__ПОСТАВЛЕННАЯ ЗАДАЧА A__
Ответьте на вопросы по отрывку о чистке Академии.
(i) Когда прозвучал призыв Покровского?
(ii) Какое ведомство сфабриковало «академическое дело»?
(iii) Сколько человек проходило по этому делу?
__ПОСТАВЛЕННАЯ ЗАДАЧА B__
Продублируйте из отрывка о чистке Академии фрагмент от «Инцидент с выборами» до «В. А. Бутенко.» без каких-либо изменений.

__ФРАГМЕНТ ТЕКСТА__
============

Инцидент с выборами повлек за собой массированную атаку коммунистического режима на ученых старой формации. Сигналом к ней стал призыв Покровского, прозвучавший уже в апреле 1929 г: «Надо переходить в наступление на всех научных фронтах. Период мирного сожительства с наукой буржуазной изжит до конца»[265]. Летом того же года была развернута кадровая «чистка» Академии, сопровождавшаяся массовыми увольнениями ее сотрудников, а осенью начались аресты ученых в рамках сфабрикованного ОГПУ «академического дела»[266]. Всего по этому «делу» проходило 115 человек[267], в числе которых были такие видные специалисты по Новой истории Франции, как Е. В. Тарле и В. А. Бутенко.

============

__ПЕРЕЧЕНЬ ДАННЫХ__

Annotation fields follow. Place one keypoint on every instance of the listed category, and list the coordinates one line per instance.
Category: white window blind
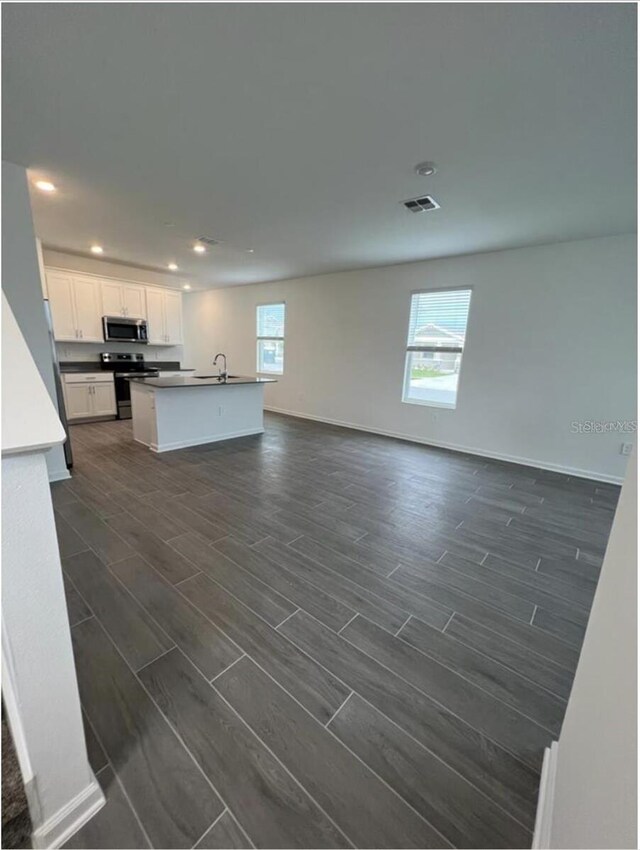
(270, 321)
(435, 344)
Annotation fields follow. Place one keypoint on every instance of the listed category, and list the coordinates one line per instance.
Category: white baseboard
(65, 823)
(59, 476)
(523, 461)
(201, 441)
(544, 814)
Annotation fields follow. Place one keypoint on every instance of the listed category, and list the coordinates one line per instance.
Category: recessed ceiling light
(425, 169)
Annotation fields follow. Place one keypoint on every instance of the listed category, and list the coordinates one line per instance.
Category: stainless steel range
(122, 366)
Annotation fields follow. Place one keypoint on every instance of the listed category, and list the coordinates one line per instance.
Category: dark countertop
(96, 366)
(192, 381)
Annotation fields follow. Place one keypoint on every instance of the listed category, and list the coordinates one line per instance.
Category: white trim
(523, 461)
(200, 441)
(544, 814)
(67, 821)
(59, 476)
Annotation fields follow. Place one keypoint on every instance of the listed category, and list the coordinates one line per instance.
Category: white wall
(551, 340)
(595, 800)
(21, 283)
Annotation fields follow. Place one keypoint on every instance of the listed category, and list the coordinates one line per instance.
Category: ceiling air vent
(423, 204)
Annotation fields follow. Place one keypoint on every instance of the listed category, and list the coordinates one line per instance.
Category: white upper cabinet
(87, 303)
(78, 303)
(173, 317)
(164, 315)
(122, 299)
(155, 317)
(75, 308)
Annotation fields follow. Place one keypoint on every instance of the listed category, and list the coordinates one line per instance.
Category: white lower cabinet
(87, 395)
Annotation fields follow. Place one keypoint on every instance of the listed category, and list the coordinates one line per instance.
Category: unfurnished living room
(319, 420)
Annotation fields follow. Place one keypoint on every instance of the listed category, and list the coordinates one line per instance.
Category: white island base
(169, 418)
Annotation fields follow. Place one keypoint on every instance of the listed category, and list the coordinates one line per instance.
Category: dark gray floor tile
(137, 636)
(362, 806)
(273, 809)
(107, 545)
(225, 834)
(492, 717)
(540, 641)
(492, 769)
(115, 825)
(326, 608)
(159, 554)
(557, 625)
(516, 656)
(76, 607)
(383, 613)
(207, 647)
(501, 682)
(260, 597)
(320, 692)
(427, 610)
(174, 802)
(461, 813)
(97, 757)
(69, 541)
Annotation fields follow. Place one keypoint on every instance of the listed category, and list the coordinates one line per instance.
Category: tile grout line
(404, 624)
(446, 625)
(339, 709)
(357, 614)
(157, 658)
(211, 825)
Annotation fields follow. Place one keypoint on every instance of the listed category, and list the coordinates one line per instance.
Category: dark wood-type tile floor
(320, 637)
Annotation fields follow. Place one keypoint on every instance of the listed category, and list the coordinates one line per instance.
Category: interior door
(88, 309)
(112, 300)
(173, 317)
(155, 317)
(104, 399)
(135, 306)
(60, 288)
(77, 400)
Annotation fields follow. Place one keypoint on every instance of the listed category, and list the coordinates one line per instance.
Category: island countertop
(194, 381)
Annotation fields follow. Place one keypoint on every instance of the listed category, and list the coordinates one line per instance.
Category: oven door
(119, 329)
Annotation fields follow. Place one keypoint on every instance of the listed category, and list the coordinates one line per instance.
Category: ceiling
(293, 129)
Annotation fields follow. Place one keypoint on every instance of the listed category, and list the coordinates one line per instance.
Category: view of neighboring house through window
(435, 343)
(270, 332)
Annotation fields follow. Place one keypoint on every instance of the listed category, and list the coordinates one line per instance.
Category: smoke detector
(422, 204)
(425, 169)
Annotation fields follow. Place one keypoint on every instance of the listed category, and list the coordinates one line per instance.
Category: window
(270, 332)
(437, 328)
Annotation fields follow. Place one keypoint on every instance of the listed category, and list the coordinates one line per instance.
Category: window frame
(260, 339)
(406, 382)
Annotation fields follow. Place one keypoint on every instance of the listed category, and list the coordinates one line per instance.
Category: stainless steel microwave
(119, 329)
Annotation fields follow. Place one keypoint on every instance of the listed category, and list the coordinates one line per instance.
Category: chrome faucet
(222, 375)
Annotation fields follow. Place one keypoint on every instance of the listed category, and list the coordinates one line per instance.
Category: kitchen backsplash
(89, 351)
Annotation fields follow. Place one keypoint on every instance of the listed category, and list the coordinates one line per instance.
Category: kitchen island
(174, 413)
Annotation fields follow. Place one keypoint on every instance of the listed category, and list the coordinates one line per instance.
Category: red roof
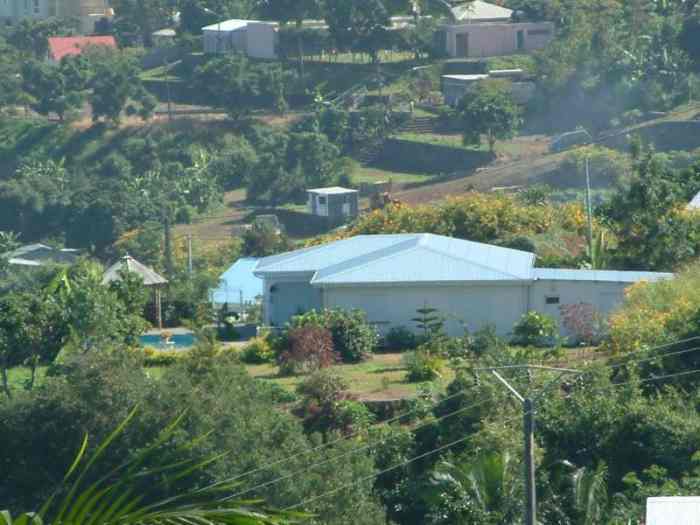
(60, 46)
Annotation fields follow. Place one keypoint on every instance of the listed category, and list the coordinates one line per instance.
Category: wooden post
(159, 312)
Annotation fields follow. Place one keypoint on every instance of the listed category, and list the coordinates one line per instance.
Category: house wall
(284, 298)
(605, 297)
(475, 306)
(86, 11)
(261, 40)
(489, 39)
(224, 41)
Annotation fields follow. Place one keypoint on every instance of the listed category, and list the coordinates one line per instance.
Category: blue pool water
(177, 341)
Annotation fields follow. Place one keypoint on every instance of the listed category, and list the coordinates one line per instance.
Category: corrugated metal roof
(478, 11)
(238, 283)
(233, 24)
(402, 258)
(618, 276)
(332, 190)
(128, 263)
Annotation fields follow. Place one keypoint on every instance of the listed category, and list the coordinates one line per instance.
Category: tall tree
(360, 25)
(490, 111)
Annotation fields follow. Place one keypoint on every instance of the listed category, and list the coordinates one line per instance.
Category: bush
(400, 338)
(310, 349)
(534, 329)
(258, 351)
(327, 406)
(228, 331)
(583, 322)
(353, 338)
(423, 365)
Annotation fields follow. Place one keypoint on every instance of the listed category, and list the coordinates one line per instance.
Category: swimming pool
(176, 341)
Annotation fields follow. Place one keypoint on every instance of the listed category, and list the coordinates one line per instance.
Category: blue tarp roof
(238, 282)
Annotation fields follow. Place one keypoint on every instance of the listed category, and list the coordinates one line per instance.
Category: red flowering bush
(310, 349)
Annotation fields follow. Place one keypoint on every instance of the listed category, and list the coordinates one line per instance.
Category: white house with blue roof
(390, 276)
(238, 287)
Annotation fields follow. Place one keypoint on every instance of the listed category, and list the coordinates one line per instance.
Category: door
(462, 44)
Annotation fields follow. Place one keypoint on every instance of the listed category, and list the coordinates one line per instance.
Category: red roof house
(60, 46)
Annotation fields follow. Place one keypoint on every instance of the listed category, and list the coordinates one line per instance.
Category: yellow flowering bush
(656, 313)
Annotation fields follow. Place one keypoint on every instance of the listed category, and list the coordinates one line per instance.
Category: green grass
(370, 174)
(381, 377)
(438, 139)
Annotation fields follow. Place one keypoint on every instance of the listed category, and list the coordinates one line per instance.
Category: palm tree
(489, 480)
(121, 497)
(585, 500)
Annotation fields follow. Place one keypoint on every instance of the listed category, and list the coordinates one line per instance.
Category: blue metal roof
(402, 258)
(238, 283)
(557, 274)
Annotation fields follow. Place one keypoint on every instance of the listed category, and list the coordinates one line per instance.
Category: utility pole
(589, 209)
(189, 253)
(528, 405)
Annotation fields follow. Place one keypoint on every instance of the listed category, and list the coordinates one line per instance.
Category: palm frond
(129, 493)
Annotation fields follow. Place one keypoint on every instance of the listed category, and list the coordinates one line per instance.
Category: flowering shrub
(535, 329)
(656, 313)
(326, 405)
(353, 338)
(310, 349)
(583, 322)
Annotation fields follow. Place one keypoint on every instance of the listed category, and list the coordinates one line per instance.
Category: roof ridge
(392, 250)
(470, 261)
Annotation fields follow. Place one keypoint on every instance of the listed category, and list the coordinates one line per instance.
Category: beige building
(87, 11)
(480, 29)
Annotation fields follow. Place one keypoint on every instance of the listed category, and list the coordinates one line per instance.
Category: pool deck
(180, 330)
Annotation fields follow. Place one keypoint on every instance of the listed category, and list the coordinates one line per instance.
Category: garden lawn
(381, 377)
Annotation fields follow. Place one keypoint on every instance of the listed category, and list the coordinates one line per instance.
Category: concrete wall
(261, 40)
(605, 297)
(474, 306)
(283, 299)
(497, 38)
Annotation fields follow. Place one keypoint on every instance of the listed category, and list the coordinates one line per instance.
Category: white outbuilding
(255, 39)
(390, 276)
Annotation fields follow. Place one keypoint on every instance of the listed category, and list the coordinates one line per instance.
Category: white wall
(288, 299)
(387, 306)
(499, 38)
(605, 297)
(261, 40)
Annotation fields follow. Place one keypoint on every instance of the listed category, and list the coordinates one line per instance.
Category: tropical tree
(489, 111)
(360, 25)
(489, 482)
(125, 495)
(582, 493)
(228, 82)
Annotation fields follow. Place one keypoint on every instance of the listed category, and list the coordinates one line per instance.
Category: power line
(408, 414)
(461, 440)
(355, 450)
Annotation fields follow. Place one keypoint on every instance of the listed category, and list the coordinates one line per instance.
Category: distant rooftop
(478, 11)
(38, 254)
(332, 190)
(60, 46)
(233, 24)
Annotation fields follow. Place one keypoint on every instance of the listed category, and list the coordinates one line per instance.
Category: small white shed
(253, 38)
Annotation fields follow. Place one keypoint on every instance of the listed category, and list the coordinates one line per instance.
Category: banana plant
(125, 495)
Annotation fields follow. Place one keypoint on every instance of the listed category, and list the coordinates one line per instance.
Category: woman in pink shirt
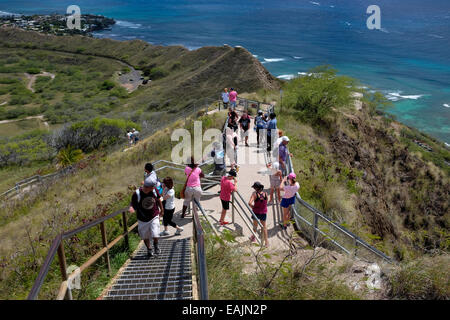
(226, 188)
(258, 203)
(233, 96)
(193, 186)
(290, 191)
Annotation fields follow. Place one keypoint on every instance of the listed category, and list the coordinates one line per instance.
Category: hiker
(275, 180)
(283, 154)
(258, 203)
(225, 98)
(231, 146)
(169, 207)
(232, 119)
(193, 185)
(135, 136)
(272, 125)
(244, 123)
(130, 140)
(150, 173)
(233, 96)
(226, 188)
(147, 207)
(290, 191)
(260, 124)
(219, 159)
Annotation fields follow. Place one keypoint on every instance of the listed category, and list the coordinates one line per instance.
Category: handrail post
(125, 228)
(232, 207)
(105, 244)
(316, 223)
(63, 267)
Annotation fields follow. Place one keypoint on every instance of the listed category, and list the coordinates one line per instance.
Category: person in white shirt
(169, 207)
(225, 98)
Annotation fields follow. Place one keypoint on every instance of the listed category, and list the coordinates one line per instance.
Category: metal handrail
(200, 253)
(341, 229)
(57, 246)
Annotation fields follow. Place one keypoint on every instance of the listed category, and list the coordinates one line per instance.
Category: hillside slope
(192, 74)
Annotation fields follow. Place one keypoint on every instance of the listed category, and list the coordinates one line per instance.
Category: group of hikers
(155, 198)
(132, 136)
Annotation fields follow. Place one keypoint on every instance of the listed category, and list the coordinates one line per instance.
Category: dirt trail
(32, 78)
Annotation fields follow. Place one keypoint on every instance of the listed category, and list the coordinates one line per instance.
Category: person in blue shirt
(260, 124)
(272, 125)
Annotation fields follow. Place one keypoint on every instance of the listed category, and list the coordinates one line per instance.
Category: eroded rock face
(395, 182)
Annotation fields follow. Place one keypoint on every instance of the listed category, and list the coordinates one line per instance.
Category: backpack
(260, 124)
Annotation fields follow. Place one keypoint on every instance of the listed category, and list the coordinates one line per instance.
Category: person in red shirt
(226, 188)
(233, 96)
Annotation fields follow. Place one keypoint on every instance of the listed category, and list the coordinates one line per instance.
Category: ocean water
(408, 59)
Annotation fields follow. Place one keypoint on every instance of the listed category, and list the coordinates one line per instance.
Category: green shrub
(69, 156)
(425, 278)
(107, 85)
(317, 94)
(158, 73)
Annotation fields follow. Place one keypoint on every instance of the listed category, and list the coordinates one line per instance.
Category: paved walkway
(252, 167)
(169, 275)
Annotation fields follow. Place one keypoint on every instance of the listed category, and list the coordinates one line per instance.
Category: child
(258, 203)
(169, 207)
(226, 188)
(275, 180)
(290, 191)
(147, 208)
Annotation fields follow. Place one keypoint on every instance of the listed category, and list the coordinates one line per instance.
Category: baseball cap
(149, 183)
(257, 185)
(232, 173)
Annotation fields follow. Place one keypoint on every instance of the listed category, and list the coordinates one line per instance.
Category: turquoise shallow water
(408, 59)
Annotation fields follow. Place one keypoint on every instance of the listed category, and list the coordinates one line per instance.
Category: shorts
(192, 192)
(150, 229)
(286, 202)
(260, 216)
(225, 204)
(275, 181)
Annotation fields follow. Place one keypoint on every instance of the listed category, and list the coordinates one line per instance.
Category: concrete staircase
(167, 276)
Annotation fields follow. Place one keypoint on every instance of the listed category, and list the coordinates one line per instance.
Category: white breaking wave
(127, 24)
(396, 96)
(7, 14)
(436, 36)
(286, 76)
(273, 59)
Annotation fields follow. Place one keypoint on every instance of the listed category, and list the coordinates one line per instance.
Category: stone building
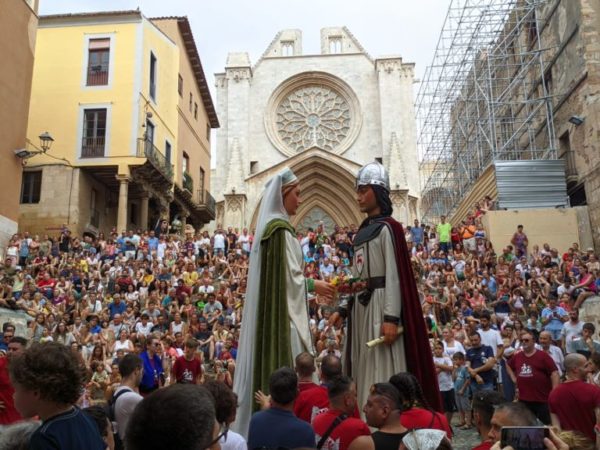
(18, 24)
(323, 115)
(540, 64)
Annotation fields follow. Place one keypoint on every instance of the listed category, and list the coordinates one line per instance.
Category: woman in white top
(451, 345)
(123, 343)
(177, 326)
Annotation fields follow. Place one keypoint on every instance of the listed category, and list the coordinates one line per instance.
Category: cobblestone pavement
(464, 439)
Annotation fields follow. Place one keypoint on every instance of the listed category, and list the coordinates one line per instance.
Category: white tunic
(375, 258)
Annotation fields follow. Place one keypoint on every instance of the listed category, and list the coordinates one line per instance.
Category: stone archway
(325, 185)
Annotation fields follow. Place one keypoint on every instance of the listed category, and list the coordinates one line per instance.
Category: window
(168, 151)
(94, 133)
(98, 56)
(565, 152)
(532, 30)
(94, 214)
(287, 48)
(153, 64)
(186, 163)
(202, 179)
(335, 44)
(133, 213)
(149, 138)
(31, 187)
(548, 81)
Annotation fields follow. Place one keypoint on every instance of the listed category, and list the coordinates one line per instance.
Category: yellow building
(18, 24)
(113, 89)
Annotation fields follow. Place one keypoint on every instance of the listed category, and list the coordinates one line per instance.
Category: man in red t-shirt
(535, 375)
(312, 401)
(188, 368)
(8, 412)
(575, 404)
(342, 432)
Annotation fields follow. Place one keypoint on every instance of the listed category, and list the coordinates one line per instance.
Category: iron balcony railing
(92, 147)
(97, 75)
(95, 218)
(188, 182)
(204, 198)
(146, 149)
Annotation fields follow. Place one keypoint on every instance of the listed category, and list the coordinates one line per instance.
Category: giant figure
(275, 322)
(389, 306)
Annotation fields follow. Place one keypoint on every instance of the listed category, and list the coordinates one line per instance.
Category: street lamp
(46, 141)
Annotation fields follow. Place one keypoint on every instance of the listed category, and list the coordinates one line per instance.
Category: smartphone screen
(524, 438)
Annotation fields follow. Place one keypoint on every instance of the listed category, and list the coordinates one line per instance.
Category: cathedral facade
(324, 116)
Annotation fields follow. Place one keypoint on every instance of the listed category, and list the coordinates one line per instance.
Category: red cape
(419, 359)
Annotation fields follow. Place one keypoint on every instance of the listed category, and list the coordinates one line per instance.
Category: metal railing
(97, 75)
(92, 147)
(147, 149)
(204, 198)
(188, 182)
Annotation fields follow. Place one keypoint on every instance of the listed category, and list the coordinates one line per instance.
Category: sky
(384, 27)
(406, 28)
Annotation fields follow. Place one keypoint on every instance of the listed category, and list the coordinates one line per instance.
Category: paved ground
(464, 439)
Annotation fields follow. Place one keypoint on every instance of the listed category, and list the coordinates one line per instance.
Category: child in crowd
(462, 389)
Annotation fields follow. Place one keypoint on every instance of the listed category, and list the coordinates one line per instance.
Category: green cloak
(273, 343)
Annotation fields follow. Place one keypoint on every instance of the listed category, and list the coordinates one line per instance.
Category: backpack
(111, 416)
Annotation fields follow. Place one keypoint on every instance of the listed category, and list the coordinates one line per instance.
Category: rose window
(313, 116)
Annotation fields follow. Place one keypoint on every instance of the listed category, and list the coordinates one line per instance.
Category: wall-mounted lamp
(576, 120)
(46, 141)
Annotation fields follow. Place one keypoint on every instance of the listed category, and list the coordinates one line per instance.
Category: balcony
(92, 147)
(188, 182)
(95, 218)
(206, 201)
(97, 75)
(146, 149)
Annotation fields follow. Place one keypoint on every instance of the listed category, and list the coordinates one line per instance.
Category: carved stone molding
(313, 109)
(242, 73)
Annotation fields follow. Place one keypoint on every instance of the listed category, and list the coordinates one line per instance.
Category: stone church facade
(322, 115)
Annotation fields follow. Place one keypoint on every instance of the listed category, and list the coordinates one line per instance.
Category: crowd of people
(141, 311)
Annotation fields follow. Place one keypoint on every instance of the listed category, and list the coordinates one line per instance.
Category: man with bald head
(575, 404)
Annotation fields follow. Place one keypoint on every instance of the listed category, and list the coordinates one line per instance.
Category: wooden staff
(380, 340)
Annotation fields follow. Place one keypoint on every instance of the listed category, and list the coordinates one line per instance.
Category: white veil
(271, 207)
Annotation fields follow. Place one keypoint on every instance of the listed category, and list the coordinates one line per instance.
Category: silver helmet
(373, 174)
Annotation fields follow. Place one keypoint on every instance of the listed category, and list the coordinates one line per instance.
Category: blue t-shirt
(417, 235)
(555, 324)
(71, 430)
(478, 357)
(113, 309)
(462, 376)
(275, 428)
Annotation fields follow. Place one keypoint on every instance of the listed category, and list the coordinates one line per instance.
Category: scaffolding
(484, 98)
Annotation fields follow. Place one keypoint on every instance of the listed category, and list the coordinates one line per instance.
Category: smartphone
(524, 438)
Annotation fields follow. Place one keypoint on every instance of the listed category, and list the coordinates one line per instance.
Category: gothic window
(335, 44)
(313, 116)
(287, 48)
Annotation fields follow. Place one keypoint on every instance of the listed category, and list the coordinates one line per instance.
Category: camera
(524, 438)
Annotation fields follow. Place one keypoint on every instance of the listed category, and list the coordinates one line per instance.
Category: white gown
(376, 364)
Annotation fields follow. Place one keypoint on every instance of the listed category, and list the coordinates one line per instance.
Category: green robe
(273, 343)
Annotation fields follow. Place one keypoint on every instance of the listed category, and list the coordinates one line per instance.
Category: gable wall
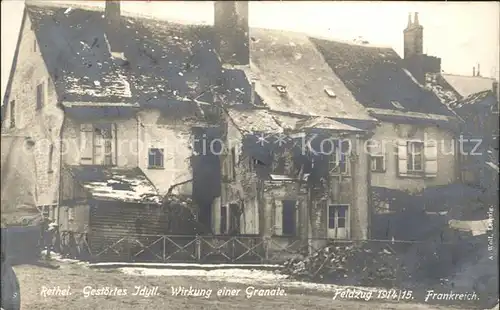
(42, 126)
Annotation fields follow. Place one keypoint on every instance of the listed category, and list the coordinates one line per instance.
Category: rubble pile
(348, 264)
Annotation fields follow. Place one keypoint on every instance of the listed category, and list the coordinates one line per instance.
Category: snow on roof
(493, 166)
(468, 85)
(325, 123)
(120, 184)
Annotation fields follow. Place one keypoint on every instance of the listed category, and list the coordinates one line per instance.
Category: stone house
(132, 103)
(413, 144)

============

__ИТОГОВЫЙ РЕЗУЛЬТАТ A__
(i) В апреле 1929 г.
(ii) ОГПУ.
(iii) 115 человек.

__ИТОГОВЫЙ РЕЗУЛЬТАТ B__
Инцидент с выборами повлек за собой массированную атаку коммунистического режима на ученых старой формации. Сигналом к ней стал призыв Покровского, прозвучавший уже в апреле 1929 г: «Надо переходить в наступление на всех научных фронтах. Период мирного сожительства с наукой буржуазной изжит до конца»[265]. Летом того же года была развернута кадровая «чистка» Академии, сопровождавшаяся массовыми увольнениями ее сотрудников, а осенью начались аресты ученых в рамках сфабрикованного ОГПУ «академического дела»[266]. Всего по этому «делу» проходило 115 человек[267], в числе которых были такие видные специалисты по Новой истории Франции, как Е. В. Тарле и В. А. Бутенко.